§ Raw data
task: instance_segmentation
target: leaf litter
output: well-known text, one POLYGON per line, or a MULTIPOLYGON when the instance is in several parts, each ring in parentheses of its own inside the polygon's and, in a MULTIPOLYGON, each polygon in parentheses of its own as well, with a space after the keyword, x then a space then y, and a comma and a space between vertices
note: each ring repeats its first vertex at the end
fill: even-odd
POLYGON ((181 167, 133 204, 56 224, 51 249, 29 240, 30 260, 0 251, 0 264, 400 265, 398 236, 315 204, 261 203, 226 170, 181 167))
...
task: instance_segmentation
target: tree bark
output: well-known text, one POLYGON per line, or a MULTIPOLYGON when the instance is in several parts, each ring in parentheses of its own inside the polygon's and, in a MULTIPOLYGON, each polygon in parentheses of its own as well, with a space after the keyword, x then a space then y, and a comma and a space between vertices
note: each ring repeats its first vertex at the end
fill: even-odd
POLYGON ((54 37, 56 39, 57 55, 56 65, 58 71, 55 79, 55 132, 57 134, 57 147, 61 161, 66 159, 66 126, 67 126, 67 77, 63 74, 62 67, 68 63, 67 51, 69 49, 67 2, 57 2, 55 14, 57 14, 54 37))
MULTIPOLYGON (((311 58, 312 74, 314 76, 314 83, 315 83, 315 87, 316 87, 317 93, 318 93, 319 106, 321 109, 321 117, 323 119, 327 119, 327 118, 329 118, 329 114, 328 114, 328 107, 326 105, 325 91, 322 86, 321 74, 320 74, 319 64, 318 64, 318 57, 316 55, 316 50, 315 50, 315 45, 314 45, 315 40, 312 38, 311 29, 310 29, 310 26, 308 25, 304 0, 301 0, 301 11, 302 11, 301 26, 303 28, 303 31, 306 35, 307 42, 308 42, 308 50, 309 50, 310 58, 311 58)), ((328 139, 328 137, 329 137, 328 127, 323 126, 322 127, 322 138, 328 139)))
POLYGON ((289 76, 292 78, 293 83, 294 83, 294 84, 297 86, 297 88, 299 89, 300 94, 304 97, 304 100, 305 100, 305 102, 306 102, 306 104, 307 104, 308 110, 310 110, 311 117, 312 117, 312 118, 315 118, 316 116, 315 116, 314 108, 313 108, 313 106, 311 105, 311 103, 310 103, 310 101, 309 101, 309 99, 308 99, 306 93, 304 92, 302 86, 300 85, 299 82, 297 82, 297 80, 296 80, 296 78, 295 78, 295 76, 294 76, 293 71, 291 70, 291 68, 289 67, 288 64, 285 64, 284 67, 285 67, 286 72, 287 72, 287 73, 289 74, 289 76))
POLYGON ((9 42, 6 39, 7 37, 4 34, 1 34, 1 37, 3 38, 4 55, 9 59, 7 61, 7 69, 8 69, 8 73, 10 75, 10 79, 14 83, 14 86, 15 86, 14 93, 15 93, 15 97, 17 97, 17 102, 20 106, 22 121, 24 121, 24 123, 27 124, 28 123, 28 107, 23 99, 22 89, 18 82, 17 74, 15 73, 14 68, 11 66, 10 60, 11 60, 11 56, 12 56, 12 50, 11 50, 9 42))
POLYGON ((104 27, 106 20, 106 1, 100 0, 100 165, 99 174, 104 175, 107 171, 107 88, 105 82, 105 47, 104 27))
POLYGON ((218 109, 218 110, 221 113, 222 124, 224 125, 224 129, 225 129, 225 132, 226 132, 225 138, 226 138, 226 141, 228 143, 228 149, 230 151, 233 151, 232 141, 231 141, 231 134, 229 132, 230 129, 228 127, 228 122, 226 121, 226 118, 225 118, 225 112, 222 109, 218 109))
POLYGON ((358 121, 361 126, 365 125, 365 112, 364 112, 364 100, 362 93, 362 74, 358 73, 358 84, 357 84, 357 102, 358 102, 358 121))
---
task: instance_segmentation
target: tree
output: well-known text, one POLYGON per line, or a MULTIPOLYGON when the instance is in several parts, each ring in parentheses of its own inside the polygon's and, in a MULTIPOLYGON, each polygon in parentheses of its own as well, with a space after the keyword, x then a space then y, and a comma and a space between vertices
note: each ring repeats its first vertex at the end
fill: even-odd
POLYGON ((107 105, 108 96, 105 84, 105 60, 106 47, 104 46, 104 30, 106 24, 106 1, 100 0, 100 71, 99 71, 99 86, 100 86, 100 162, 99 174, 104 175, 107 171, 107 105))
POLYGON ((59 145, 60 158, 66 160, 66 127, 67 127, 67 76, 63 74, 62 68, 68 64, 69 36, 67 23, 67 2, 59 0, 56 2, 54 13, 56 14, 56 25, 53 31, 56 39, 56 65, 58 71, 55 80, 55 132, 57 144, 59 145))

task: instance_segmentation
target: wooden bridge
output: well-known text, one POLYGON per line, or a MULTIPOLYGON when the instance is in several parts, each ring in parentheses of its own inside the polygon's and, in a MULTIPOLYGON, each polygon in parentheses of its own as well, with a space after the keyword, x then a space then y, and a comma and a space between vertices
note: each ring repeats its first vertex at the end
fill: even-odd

§ What needs to be done
What is the number of lines in the listing that contain "target"? State it and nothing more.

§ Result of the exercise
4